─── Information given
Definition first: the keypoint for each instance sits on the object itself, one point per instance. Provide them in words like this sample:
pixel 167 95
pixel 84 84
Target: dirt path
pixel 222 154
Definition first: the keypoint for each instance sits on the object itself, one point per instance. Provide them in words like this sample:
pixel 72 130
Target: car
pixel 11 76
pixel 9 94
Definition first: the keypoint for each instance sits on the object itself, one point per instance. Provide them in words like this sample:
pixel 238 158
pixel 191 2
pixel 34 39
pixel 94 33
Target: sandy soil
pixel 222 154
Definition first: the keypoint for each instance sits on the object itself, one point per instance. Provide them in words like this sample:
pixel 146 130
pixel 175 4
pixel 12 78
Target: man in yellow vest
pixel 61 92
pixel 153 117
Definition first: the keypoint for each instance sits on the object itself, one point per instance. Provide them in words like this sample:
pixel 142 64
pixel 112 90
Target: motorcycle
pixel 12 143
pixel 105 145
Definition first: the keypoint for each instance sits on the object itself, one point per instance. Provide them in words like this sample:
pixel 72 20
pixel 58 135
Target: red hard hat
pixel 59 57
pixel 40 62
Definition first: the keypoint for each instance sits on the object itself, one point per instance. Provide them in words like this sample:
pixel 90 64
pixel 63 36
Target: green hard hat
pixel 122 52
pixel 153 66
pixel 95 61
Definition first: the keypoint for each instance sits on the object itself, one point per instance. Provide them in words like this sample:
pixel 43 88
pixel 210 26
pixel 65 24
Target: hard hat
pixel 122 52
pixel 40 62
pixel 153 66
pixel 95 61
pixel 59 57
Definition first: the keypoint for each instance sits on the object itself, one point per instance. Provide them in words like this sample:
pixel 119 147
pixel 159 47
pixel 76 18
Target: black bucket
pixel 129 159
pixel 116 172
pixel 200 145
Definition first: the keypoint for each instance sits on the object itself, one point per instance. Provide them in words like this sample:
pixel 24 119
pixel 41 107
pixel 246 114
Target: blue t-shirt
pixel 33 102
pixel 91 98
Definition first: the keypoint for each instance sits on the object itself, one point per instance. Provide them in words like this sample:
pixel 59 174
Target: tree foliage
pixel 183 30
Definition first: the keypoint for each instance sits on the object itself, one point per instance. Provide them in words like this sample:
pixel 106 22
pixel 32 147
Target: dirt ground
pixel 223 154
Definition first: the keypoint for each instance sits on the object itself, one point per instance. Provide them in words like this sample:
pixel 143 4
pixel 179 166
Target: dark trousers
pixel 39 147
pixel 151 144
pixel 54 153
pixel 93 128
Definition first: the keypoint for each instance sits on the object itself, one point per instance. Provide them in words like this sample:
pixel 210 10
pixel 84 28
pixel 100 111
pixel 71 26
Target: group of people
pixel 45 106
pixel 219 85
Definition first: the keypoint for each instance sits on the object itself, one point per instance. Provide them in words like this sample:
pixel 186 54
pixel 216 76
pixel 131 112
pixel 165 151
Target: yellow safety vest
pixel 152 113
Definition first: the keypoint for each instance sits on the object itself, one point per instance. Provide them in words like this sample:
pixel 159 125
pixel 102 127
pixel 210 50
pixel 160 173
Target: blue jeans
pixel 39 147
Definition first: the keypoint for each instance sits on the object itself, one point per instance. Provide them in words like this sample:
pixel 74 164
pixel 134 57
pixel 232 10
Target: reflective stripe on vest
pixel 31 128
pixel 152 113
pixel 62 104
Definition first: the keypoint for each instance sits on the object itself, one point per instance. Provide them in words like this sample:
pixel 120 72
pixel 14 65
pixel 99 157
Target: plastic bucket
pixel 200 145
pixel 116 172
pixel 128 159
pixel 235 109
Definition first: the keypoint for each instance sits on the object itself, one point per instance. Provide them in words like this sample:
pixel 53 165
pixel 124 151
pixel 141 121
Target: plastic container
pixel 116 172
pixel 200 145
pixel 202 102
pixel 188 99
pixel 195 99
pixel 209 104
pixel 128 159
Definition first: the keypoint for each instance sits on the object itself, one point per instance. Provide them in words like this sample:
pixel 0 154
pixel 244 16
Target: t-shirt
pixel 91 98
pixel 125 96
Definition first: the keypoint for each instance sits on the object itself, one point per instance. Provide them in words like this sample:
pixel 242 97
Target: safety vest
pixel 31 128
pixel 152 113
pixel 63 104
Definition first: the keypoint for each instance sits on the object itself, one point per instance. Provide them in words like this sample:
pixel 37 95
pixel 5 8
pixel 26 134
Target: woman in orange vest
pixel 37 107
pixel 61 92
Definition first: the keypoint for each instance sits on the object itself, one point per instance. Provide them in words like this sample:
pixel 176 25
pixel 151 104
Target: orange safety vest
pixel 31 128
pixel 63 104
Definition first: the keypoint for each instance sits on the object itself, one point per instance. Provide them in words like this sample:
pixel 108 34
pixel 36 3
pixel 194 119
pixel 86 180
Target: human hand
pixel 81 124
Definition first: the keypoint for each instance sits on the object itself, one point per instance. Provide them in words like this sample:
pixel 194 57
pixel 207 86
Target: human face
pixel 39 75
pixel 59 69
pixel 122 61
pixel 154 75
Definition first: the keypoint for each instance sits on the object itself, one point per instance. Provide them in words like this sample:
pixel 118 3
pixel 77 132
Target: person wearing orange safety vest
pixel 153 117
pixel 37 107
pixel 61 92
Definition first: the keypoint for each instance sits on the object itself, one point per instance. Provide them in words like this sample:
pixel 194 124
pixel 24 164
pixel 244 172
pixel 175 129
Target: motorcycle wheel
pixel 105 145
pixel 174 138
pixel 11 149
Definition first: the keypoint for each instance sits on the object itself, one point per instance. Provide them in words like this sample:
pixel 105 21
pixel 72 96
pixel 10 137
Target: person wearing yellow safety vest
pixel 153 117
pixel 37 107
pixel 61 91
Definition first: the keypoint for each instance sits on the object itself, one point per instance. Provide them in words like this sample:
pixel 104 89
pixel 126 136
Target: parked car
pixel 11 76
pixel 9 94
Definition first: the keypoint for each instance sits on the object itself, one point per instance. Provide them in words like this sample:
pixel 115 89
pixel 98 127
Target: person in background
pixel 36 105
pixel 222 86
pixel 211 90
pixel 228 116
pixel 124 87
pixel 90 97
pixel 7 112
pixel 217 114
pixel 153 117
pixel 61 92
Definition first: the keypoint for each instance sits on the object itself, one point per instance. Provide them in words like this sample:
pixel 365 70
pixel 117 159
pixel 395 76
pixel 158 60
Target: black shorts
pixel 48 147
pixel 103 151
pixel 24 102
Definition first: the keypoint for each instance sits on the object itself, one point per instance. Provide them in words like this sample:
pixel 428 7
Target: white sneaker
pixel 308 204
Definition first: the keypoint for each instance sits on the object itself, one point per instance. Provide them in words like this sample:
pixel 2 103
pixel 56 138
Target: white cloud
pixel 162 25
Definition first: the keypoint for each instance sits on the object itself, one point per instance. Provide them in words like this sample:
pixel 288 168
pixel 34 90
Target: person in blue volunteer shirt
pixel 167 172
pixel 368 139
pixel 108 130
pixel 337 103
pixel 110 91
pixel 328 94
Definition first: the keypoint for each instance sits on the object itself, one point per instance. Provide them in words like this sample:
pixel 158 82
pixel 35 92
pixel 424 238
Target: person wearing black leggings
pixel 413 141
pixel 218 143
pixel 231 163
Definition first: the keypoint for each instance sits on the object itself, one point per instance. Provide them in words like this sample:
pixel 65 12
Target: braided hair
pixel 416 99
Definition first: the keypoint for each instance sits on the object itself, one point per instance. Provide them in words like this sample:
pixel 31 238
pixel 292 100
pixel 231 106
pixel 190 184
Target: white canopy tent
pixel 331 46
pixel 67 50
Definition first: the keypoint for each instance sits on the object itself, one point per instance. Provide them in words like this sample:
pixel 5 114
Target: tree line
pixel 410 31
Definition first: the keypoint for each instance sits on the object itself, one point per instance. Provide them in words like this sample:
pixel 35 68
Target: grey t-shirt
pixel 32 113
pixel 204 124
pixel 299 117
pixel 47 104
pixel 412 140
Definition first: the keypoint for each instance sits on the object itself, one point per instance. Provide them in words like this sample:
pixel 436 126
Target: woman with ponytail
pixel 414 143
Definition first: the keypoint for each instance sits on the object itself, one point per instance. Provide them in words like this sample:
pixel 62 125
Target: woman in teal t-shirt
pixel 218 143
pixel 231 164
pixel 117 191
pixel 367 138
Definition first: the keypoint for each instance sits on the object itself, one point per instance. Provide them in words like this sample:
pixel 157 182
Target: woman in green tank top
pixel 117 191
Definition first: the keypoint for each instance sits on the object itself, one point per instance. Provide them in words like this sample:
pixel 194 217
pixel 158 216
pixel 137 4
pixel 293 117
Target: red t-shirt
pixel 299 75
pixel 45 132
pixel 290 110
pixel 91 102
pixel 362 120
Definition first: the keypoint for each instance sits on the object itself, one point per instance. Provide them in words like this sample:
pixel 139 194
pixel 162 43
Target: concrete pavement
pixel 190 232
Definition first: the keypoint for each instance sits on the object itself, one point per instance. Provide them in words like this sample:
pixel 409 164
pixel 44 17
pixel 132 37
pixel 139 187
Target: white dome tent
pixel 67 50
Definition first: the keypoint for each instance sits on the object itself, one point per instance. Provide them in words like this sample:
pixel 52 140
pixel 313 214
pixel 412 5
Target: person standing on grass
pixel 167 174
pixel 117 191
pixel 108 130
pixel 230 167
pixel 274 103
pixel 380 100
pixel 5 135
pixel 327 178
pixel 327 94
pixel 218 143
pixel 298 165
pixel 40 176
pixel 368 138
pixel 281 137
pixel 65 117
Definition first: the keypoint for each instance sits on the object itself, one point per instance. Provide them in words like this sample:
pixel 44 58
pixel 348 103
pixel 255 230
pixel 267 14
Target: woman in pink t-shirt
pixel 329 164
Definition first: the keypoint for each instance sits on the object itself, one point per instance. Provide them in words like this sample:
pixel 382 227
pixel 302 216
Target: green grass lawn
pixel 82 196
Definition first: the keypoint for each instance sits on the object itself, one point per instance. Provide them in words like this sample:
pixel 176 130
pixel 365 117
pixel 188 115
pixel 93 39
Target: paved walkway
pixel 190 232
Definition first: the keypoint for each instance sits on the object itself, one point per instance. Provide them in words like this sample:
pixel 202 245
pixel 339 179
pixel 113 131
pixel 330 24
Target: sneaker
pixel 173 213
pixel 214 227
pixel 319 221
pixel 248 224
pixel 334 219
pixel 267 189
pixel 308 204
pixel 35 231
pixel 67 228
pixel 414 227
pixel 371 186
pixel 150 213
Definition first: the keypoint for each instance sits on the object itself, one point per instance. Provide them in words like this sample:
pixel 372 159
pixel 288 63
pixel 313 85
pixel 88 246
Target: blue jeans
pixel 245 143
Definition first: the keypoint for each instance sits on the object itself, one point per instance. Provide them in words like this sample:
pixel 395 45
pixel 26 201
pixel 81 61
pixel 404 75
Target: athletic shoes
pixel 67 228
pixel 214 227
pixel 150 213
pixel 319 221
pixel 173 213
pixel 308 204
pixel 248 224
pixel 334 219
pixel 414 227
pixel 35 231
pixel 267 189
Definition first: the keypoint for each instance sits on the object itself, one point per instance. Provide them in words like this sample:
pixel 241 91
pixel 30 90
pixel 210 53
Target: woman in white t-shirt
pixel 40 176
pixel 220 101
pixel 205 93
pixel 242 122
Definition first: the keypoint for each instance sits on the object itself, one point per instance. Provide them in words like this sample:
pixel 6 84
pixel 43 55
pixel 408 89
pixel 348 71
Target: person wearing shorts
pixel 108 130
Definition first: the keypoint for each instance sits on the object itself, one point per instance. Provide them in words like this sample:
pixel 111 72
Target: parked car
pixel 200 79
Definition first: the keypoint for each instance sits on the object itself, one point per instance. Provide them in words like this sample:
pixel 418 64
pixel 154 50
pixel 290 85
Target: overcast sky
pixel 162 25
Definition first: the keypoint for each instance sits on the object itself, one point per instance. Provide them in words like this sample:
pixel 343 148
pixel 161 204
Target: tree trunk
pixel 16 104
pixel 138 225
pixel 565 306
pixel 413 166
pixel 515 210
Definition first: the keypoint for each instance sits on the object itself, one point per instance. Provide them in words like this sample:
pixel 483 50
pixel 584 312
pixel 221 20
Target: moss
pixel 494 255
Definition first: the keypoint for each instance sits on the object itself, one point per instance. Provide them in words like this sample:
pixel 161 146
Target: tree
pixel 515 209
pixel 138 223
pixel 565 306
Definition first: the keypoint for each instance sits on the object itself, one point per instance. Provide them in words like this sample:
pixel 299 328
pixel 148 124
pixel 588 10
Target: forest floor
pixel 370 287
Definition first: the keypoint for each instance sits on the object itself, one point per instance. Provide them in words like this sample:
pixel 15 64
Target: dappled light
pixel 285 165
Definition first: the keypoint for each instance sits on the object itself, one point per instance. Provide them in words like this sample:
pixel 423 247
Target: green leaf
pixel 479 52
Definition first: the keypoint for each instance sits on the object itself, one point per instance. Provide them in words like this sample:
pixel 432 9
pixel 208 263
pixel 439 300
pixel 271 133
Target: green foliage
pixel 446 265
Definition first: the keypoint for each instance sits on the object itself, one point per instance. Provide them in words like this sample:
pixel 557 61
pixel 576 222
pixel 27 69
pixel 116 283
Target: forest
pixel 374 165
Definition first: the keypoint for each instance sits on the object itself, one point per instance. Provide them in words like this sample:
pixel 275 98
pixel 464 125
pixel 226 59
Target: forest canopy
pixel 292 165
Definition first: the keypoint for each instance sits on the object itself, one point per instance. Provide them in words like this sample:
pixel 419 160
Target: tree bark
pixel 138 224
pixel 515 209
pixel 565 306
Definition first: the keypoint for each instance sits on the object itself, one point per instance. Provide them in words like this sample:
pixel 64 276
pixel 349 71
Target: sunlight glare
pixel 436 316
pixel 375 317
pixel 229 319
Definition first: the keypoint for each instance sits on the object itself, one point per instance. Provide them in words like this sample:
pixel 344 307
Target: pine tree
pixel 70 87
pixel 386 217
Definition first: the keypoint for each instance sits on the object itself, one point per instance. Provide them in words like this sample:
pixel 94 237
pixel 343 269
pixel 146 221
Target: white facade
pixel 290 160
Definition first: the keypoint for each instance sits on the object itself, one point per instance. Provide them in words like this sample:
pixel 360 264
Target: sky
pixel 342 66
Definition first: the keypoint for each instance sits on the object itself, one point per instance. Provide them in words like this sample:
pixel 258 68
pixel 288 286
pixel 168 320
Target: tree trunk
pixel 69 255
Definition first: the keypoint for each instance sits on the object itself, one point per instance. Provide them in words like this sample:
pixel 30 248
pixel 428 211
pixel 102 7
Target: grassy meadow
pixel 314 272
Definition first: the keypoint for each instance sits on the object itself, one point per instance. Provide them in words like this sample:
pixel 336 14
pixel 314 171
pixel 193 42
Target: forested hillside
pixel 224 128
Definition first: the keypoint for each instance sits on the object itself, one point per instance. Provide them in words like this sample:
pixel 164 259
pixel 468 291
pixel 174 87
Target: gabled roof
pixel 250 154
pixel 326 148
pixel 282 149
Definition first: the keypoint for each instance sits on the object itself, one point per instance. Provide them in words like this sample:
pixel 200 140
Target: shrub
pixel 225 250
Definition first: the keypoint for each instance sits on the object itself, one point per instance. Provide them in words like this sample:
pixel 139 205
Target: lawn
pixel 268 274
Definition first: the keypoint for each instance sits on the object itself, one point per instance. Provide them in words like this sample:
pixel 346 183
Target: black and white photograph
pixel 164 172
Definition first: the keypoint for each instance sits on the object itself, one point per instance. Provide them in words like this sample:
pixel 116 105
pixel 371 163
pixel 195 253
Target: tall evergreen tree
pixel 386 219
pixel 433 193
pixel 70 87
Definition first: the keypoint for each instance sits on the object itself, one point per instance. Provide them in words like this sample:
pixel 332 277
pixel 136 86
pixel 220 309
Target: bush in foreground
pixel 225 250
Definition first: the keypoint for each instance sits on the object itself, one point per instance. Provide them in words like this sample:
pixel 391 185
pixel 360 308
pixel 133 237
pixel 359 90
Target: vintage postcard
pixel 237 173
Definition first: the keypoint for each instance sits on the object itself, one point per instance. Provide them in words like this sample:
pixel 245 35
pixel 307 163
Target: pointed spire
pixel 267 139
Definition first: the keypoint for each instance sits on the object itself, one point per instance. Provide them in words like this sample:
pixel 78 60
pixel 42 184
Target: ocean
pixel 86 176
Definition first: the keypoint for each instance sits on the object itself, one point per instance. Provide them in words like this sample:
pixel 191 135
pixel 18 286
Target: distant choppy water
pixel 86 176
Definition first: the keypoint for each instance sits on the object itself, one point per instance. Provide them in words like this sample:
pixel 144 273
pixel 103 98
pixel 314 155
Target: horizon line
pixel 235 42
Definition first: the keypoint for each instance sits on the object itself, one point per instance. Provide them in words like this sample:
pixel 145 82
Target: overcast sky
──────
**Your assignment:**
Taking the lines above, repeat exactly those from the line that contains "Target: plastic bucket" through the line that contains "pixel 37 95", and both of those lines as well. Include nothing else.

**Task answer:**
Target: plastic bucket
pixel 200 145
pixel 116 172
pixel 128 159
pixel 235 109
Definition first: the keypoint for each instance sits on the object itself, one point per instance. Provide them in words like this sample:
pixel 53 165
pixel 124 151
pixel 141 121
Target: plastic container
pixel 116 172
pixel 200 145
pixel 202 102
pixel 188 99
pixel 195 99
pixel 209 104
pixel 128 159
Definition first: the keypoint for each instance sits on the object itself, one point per instance. Provide them in words like this sample:
pixel 0 154
pixel 244 16
Target: t-shirt
pixel 91 98
pixel 125 96
Definition first: the keypoint for each instance sits on the object itself, one point per instance. Provide them in words like this sample:
pixel 242 97
Target: safety vest
pixel 31 128
pixel 152 113
pixel 63 104
Definition first: the keypoint for each instance sits on the object itself, one point per instance. Provide them in words like this sample:
pixel 37 95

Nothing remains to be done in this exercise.